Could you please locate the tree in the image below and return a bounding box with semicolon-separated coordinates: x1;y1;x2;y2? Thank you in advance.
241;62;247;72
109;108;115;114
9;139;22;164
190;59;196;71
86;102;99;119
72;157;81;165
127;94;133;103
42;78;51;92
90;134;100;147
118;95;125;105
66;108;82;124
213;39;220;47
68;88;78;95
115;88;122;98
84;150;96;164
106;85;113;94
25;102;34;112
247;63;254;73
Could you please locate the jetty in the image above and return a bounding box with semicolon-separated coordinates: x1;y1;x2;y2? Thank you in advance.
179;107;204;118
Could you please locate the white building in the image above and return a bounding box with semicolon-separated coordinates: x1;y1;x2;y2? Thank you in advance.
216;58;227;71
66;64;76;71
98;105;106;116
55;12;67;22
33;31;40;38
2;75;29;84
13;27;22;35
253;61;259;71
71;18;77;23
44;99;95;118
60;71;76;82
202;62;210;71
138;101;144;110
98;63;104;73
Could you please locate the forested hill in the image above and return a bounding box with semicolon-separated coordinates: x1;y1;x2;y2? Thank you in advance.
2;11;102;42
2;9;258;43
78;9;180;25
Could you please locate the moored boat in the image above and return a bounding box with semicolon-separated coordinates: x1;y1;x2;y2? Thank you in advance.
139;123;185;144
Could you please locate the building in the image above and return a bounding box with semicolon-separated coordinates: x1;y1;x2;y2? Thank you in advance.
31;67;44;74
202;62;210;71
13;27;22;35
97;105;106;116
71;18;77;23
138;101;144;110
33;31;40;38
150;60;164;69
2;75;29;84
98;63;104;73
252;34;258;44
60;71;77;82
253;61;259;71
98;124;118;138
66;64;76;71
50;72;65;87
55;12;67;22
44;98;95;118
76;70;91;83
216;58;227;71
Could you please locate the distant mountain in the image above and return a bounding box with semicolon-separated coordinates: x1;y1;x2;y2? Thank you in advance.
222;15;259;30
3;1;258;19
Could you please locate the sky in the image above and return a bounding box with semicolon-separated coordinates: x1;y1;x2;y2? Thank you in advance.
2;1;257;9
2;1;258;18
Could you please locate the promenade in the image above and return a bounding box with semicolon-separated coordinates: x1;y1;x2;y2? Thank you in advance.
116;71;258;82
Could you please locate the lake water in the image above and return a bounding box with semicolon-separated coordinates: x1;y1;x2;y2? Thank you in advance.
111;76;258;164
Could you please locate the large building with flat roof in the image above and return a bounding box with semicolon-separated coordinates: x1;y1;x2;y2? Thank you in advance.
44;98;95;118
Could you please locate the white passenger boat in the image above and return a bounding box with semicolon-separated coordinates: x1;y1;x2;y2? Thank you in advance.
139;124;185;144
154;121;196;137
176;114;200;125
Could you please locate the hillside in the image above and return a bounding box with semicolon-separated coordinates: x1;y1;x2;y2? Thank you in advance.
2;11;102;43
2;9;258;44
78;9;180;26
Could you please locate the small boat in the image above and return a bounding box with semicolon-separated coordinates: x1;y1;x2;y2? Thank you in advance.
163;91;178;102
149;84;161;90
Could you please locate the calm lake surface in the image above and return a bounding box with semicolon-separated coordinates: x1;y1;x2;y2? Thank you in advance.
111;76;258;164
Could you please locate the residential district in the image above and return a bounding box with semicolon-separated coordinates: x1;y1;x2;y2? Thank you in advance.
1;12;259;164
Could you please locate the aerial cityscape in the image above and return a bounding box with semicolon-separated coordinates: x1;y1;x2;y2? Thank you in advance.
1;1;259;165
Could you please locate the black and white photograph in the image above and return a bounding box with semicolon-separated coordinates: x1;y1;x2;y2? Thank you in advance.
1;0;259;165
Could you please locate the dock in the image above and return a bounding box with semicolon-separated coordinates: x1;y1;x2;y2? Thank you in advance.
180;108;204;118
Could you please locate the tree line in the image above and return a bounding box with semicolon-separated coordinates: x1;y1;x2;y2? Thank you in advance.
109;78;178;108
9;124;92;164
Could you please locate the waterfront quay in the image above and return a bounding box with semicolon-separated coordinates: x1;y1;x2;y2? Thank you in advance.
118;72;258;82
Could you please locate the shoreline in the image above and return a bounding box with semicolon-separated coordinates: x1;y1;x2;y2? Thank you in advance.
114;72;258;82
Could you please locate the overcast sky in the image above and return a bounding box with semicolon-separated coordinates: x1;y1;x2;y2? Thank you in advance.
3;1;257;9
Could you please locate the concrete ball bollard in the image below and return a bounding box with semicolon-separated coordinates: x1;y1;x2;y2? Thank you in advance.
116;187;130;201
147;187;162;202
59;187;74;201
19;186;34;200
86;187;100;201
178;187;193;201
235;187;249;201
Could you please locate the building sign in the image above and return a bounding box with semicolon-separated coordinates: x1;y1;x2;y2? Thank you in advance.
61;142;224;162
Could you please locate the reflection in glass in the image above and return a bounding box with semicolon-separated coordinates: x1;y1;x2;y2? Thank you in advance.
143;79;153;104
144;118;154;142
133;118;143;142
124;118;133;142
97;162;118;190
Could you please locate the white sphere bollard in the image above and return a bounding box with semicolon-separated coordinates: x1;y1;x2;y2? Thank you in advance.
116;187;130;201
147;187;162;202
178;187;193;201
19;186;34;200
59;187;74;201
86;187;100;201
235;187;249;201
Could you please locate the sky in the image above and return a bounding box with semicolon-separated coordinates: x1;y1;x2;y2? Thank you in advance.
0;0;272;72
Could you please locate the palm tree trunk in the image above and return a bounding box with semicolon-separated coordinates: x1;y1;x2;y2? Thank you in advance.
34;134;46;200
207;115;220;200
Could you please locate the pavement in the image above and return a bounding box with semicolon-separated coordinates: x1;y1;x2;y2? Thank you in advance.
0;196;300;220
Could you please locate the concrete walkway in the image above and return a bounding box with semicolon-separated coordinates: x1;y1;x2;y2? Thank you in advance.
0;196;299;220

□ □ □

* Work instruction: Print every line of the listing shown above, exactly.

* The answer:
Could you please locate the tree in the image below and return a bounding box with semicolon-separated coordinates: x1;y1;x2;y2? Thank you in advance.
241;62;247;72
109;108;115;114
9;139;22;164
190;59;196;71
86;102;99;119
72;157;81;165
127;94;133;103
42;78;51;92
90;134;100;147
118;95;125;105
66;108;82;124
213;39;220;47
68;88;78;95
115;88;122;98
84;150;96;164
106;85;113;94
25;102;34;112
247;63;254;73
Could you please locate the jetty in the image above and return a bounding box with semicolon-separated coordinates: x1;y1;x2;y2? Thank you in advance.
179;107;204;118
Could you please locate the white building in the image above and return a bounding box with semicolon-separated coordinates: x1;y1;x2;y2? Thank you in advance.
216;58;227;71
66;64;76;71
98;105;106;116
55;12;67;22
33;31;40;38
2;75;29;84
13;27;22;35
253;61;259;71
71;18;77;23
44;99;95;118
60;71;76;82
202;62;210;71
138;101;144;110
98;63;104;73
Could you please locate the forested hill in the image above and return a bounding box with semicolon-separated coordinates: x1;y1;x2;y2? Thank you in advance.
2;11;102;42
2;9;258;43
78;9;180;25
Could you please locate the moored boat in the image above and return a bounding box with semicolon-separated coordinates: x1;y1;x2;y2? Thank you in advance.
139;123;185;144
Could you please locate the building in the image above and return a bounding box with semicolon-separated coordinates: x1;y1;x2;y2? Thank you in advance.
31;67;44;74
202;62;210;71
13;27;22;35
97;105;106;116
71;18;77;23
138;101;144;110
33;31;40;38
150;60;164;69
2;75;29;84
98;63;104;73
252;34;258;44
60;71;77;82
253;61;259;71
98;124;118;138
66;64;76;71
50;72;65;87
55;12;67;22
44;98;95;118
76;70;91;83
216;58;227;71
Could you please locate the distant mountain in the image above and return a bounding box with semicolon-separated coordinates: x1;y1;x2;y2? Thank you in advance.
222;15;259;30
3;1;258;19
Could you please locate the sky in the image above and return a bounding box with semicolon-separated coordinates: x1;y1;x2;y2? Thank you in advance.
2;1;257;9
2;1;258;18
Could you please locate the promenade in the image above and return a bounding box with semicolon-separated coordinates: x1;y1;x2;y2? Thank you in advance.
116;71;258;82
Could you please locate the lake water in the image above and return a bounding box with semicolon-separated coordinates: x1;y1;x2;y2? Thank you in advance.
111;76;258;164
Could you please locate the large building with flat roof in the image above and return a bounding box with semicolon-separated coordinates: x1;y1;x2;y2? Thank you in advance.
44;98;95;118
Could you please locate the white passenger boat in the image above and return a bounding box with semicolon-separated coordinates: x1;y1;x2;y2? Thank you in advance.
139;124;185;144
154;121;196;137
176;114;200;125
Could you please locate the hillside in the image above and return a bounding box with semicolon-separated coordinates: x1;y1;x2;y2? Thank you in advance.
2;11;102;43
2;9;258;44
78;9;180;26
Could you please locate the small boat in the image above and return a bounding box with semicolon-separated coordinates: x1;y1;x2;y2? Thank you in advance.
163;91;178;102
149;84;161;90
Could you please locate the calm lake surface in the image above and return a bounding box with semicolon-separated coordinates: x1;y1;x2;y2? Thank you in advance.
111;76;258;164
Could you please locate the residential district in the image above and return a bounding box with semicolon-separated coordinates: x1;y1;x2;y2? Thank you in advance.
1;12;259;164
Could you please locate the aerial cityscape in the image above and return a bounding box with semicolon-separated coordinates: x1;y1;x2;y2? Thank you in advance.
1;1;259;165
Could you please locate the black and white photograph in the image above and return a bounding box with semicolon-separated coordinates: x1;y1;x2;y2? Thank you in advance.
1;0;259;165
Could you please locate the dock in the image above and return a bounding box with semicolon-separated coordinates: x1;y1;x2;y2? Thank you in advance.
180;108;204;118
Could you please locate the tree line in the image above and return a bounding box with semicolon-separated coordinates: x1;y1;x2;y2? Thank you in advance.
109;78;178;108
9;124;92;164
Could you please locate the waterfront quay in the image above and return a bounding box with semicolon-separated coordinates: x1;y1;x2;y2? Thank you in advance.
118;72;258;82
Could you please locate the shoreline in the image above and return a bounding box with semicolon-separated coordinates: x1;y1;x2;y2? Thank you in advance.
114;72;258;82
Could you please locate the overcast sky in the image above and return a bounding box with semicolon-separated coordinates: x1;y1;x2;y2? Thank you in advance.
3;1;257;9
Could you please locate the concrete ball bollard in the image below and return a bounding box with semicolon-separated coordinates: x1;y1;x2;y2? Thank you in advance.
116;187;130;201
147;187;162;202
59;187;74;201
19;186;34;200
86;187;100;201
178;187;193;201
235;187;249;201
Could you please locate the building sign in the image above and return a bounding box with semicolon-separated coordinates: x1;y1;x2;y2? Thank you in advance.
61;142;224;162
Could you please locate the reflection in glass in the image above and return a bounding box with semicolon-separated coordinates: x1;y1;x2;y2? Thank you in advance.
143;79;153;104
144;118;154;142
133;118;143;142
124;118;133;142
97;162;118;190
Could you please locate the white sphere bollard in the image above and return a bounding box with semicolon-separated coordinates: x1;y1;x2;y2? Thank you in advance.
116;187;130;201
147;187;162;202
178;187;193;201
19;186;34;200
59;187;74;201
86;187;100;201
235;187;249;201
Could you please locate the sky in the image above and return a bounding box with semicolon-separated coordinates: x1;y1;x2;y2? Thank you in advance.
0;0;272;72
Could you please locate the palm tree trunk in the image above and return a bounding box with semicolon-separated coordinates: x1;y1;x2;y2? Thank you in advance.
34;134;46;200
207;115;220;200
Could you please locate the pavement in the image above and return a bounding box with semicolon-separated coordinates: x1;y1;x2;y2? Thank you in advance.
0;196;300;220
Could you please locate the concrete walkway in the image above and return a bounding box with semicolon-separated coordinates: x1;y1;x2;y2? Thank you in advance.
0;196;299;220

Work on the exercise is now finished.